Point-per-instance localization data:
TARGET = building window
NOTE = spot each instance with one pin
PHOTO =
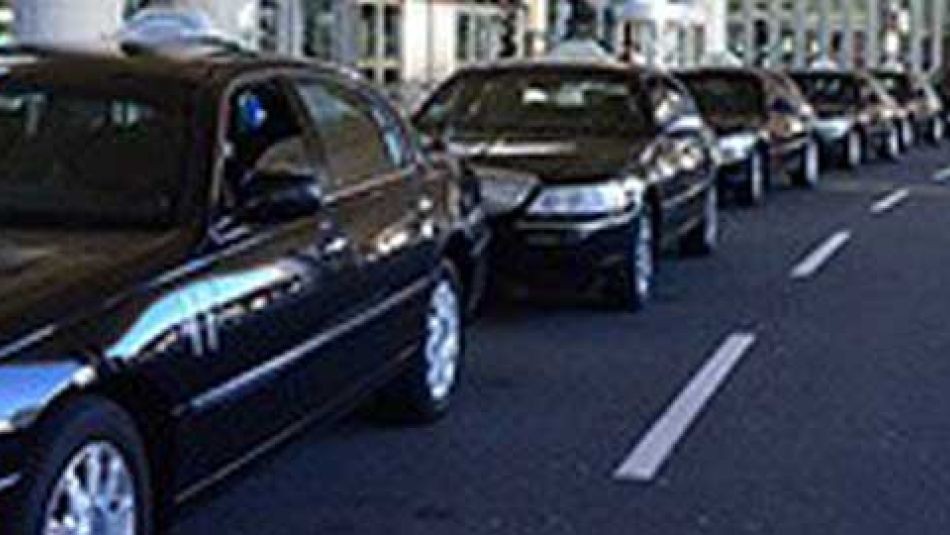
(380, 37)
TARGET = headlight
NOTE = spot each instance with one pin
(605, 198)
(736, 147)
(833, 128)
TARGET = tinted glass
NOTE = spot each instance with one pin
(592, 103)
(360, 140)
(829, 89)
(898, 85)
(70, 159)
(718, 94)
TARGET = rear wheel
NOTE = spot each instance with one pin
(631, 285)
(424, 391)
(89, 475)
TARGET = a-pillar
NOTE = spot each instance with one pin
(66, 21)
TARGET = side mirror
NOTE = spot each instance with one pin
(277, 196)
(783, 106)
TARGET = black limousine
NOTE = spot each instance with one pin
(199, 252)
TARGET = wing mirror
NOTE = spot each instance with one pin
(273, 196)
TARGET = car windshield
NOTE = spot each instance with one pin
(72, 158)
(725, 94)
(898, 85)
(829, 89)
(562, 102)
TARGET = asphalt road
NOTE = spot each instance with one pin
(831, 416)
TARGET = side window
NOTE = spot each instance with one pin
(263, 135)
(668, 101)
(361, 139)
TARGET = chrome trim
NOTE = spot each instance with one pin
(290, 357)
(34, 337)
(7, 482)
(588, 227)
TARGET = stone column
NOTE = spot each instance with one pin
(872, 42)
(748, 32)
(83, 22)
(824, 29)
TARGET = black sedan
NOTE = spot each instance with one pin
(764, 125)
(855, 114)
(920, 102)
(586, 167)
(196, 257)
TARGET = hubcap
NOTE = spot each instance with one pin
(444, 340)
(712, 218)
(643, 257)
(758, 178)
(95, 495)
(812, 164)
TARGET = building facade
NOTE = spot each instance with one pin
(850, 33)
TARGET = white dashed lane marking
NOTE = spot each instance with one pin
(653, 450)
(819, 257)
(890, 201)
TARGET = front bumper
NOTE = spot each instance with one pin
(576, 252)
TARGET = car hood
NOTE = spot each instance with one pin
(728, 123)
(553, 160)
(48, 277)
(833, 110)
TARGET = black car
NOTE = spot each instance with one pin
(920, 102)
(764, 125)
(197, 255)
(587, 168)
(855, 114)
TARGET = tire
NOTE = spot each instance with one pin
(752, 190)
(891, 149)
(853, 150)
(702, 239)
(936, 131)
(907, 134)
(808, 173)
(630, 286)
(87, 429)
(423, 392)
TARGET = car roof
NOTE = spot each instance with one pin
(161, 71)
(556, 64)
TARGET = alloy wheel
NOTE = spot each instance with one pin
(443, 340)
(643, 261)
(95, 494)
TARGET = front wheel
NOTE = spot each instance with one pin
(891, 149)
(89, 475)
(631, 285)
(937, 130)
(809, 167)
(702, 239)
(751, 191)
(853, 150)
(424, 391)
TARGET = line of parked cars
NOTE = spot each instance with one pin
(204, 249)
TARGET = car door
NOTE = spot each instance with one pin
(377, 202)
(274, 288)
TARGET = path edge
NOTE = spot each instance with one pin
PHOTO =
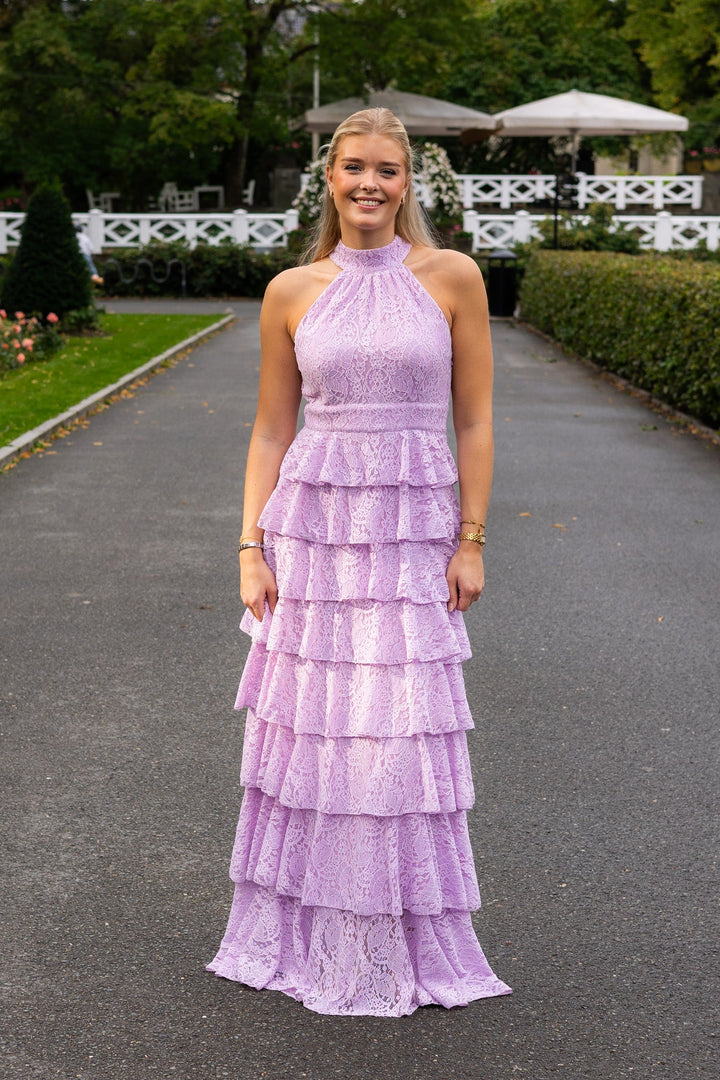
(28, 440)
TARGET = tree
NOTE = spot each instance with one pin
(516, 51)
(411, 44)
(679, 41)
(48, 272)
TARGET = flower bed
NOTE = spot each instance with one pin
(652, 320)
(24, 338)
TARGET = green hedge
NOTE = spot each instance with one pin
(653, 320)
(226, 269)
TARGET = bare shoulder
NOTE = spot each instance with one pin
(450, 264)
(287, 282)
(293, 292)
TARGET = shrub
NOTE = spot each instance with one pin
(309, 201)
(24, 339)
(651, 319)
(226, 269)
(48, 272)
(439, 178)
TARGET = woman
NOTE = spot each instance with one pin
(354, 876)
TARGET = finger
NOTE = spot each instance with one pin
(452, 603)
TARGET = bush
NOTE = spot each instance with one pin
(48, 272)
(650, 319)
(226, 269)
(24, 339)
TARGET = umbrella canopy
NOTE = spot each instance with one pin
(421, 116)
(576, 113)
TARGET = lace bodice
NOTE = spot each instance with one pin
(376, 337)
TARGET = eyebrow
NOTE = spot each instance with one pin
(358, 161)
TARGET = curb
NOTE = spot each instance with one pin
(30, 437)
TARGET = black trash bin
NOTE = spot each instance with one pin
(502, 282)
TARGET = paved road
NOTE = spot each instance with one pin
(595, 684)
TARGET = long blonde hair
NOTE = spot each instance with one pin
(410, 223)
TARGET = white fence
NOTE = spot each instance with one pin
(135, 230)
(662, 232)
(622, 191)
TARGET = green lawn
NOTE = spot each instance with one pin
(37, 392)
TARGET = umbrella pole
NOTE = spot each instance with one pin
(573, 151)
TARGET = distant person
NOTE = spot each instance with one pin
(86, 248)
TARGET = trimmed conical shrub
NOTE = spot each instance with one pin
(49, 272)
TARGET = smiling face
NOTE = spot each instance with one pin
(368, 180)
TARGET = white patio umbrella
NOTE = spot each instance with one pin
(421, 116)
(576, 113)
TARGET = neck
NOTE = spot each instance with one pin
(366, 240)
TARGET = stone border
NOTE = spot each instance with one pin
(26, 441)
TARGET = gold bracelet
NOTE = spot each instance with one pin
(475, 537)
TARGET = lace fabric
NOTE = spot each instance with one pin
(353, 871)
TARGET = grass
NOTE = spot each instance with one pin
(37, 392)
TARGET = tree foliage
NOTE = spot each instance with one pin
(679, 41)
(126, 94)
(49, 272)
(517, 51)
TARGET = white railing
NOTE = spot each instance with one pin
(135, 230)
(622, 191)
(661, 232)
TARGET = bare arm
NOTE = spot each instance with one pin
(279, 401)
(472, 414)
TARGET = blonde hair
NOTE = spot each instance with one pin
(410, 223)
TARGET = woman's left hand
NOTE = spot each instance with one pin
(465, 576)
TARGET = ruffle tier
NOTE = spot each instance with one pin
(363, 632)
(370, 458)
(379, 571)
(341, 963)
(357, 775)
(342, 515)
(419, 863)
(347, 699)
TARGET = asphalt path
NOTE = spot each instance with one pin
(595, 685)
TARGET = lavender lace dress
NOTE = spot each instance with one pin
(353, 871)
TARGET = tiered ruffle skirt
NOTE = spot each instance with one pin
(354, 875)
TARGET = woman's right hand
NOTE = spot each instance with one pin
(257, 582)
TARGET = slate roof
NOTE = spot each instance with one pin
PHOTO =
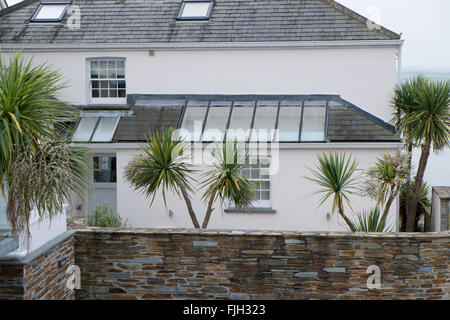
(154, 21)
(346, 122)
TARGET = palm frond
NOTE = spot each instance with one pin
(225, 181)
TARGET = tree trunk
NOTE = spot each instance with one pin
(408, 180)
(347, 220)
(411, 213)
(387, 207)
(188, 204)
(209, 210)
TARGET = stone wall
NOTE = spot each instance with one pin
(41, 275)
(445, 214)
(189, 264)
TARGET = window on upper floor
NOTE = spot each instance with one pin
(258, 171)
(106, 79)
(50, 12)
(195, 10)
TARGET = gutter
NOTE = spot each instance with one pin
(203, 45)
(8, 245)
(107, 147)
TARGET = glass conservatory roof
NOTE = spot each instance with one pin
(258, 120)
(96, 128)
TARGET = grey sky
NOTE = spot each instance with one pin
(425, 25)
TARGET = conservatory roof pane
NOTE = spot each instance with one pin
(289, 123)
(85, 128)
(105, 129)
(216, 121)
(313, 124)
(193, 121)
(241, 121)
(265, 119)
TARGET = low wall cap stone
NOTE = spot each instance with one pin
(264, 233)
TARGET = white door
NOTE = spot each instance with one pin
(104, 181)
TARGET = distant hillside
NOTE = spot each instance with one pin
(435, 75)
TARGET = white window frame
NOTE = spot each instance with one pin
(104, 101)
(263, 204)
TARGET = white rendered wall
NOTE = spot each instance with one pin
(293, 199)
(363, 76)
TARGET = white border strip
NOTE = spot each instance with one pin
(203, 45)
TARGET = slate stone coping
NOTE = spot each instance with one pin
(41, 250)
(442, 192)
(253, 233)
(250, 210)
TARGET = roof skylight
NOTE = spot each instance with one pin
(195, 10)
(50, 12)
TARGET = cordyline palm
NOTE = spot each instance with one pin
(385, 179)
(426, 122)
(402, 102)
(28, 110)
(224, 181)
(37, 167)
(424, 203)
(42, 178)
(162, 166)
(335, 175)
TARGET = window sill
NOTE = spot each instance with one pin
(251, 210)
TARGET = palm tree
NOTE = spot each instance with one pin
(28, 110)
(335, 175)
(162, 165)
(42, 178)
(385, 179)
(423, 206)
(225, 182)
(38, 168)
(426, 122)
(402, 101)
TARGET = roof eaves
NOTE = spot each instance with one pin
(369, 116)
(354, 15)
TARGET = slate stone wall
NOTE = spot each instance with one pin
(445, 214)
(43, 277)
(189, 264)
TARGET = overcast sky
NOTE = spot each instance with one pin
(425, 25)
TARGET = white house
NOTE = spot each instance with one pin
(315, 71)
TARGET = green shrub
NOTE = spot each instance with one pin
(105, 216)
(371, 221)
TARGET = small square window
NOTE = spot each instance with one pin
(195, 10)
(50, 12)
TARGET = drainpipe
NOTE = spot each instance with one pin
(399, 61)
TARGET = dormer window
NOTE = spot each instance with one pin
(195, 10)
(50, 12)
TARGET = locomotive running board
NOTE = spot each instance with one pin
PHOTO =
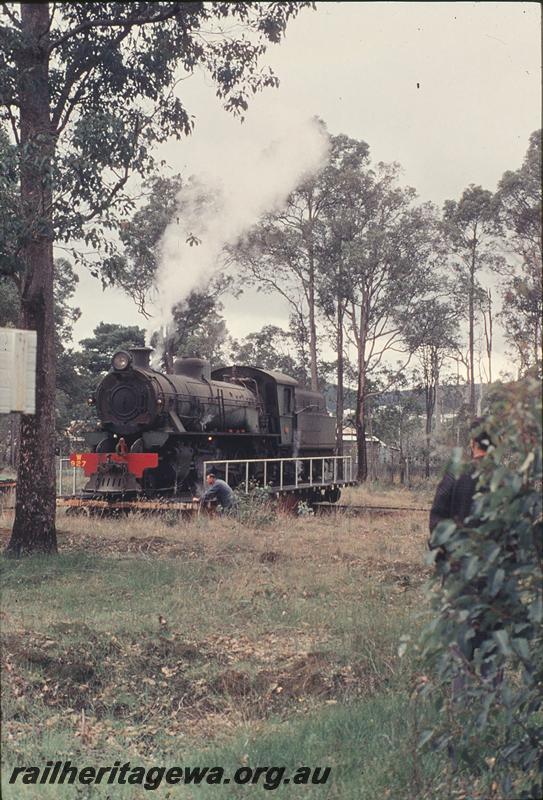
(136, 505)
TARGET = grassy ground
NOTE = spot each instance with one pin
(211, 642)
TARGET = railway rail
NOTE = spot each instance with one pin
(328, 507)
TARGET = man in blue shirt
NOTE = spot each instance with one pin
(218, 490)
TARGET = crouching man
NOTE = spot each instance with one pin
(218, 491)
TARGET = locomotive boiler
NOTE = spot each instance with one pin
(157, 429)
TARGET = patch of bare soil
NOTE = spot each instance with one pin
(158, 677)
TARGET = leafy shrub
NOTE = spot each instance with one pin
(256, 507)
(484, 646)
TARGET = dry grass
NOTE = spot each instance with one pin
(197, 629)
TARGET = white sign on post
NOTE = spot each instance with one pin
(17, 371)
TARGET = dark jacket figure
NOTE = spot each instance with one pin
(453, 499)
(220, 491)
(454, 496)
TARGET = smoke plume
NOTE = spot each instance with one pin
(247, 180)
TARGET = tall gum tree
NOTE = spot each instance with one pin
(88, 89)
(517, 208)
(471, 230)
(388, 259)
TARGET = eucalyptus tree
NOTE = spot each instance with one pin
(288, 252)
(344, 178)
(434, 334)
(517, 206)
(88, 89)
(390, 268)
(470, 229)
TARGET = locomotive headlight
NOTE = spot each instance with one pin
(121, 360)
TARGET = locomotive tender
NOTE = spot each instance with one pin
(156, 430)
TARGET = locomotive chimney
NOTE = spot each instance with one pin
(141, 356)
(192, 367)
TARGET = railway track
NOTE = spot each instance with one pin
(326, 508)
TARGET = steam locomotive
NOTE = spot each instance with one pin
(156, 430)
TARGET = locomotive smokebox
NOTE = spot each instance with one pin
(192, 367)
(141, 356)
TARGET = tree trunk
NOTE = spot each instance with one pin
(312, 323)
(340, 400)
(362, 471)
(34, 526)
(471, 313)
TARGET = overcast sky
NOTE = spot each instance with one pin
(449, 90)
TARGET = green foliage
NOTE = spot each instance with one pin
(486, 636)
(256, 507)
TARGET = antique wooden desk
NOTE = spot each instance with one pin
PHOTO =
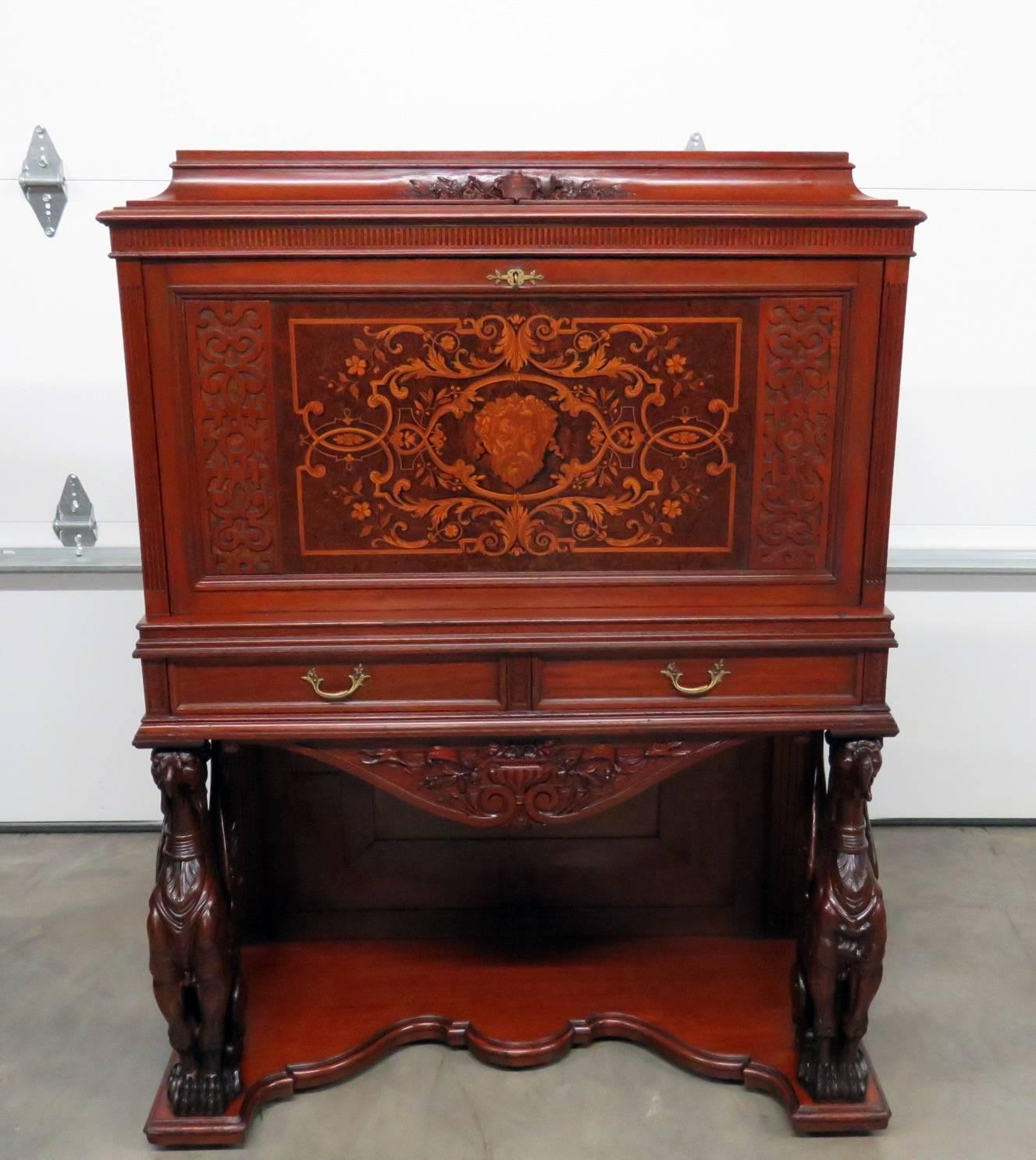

→ **Task item**: Count the lines of the data that hold the string "hand". The answer should be that number alone.

→ **Task output**: 2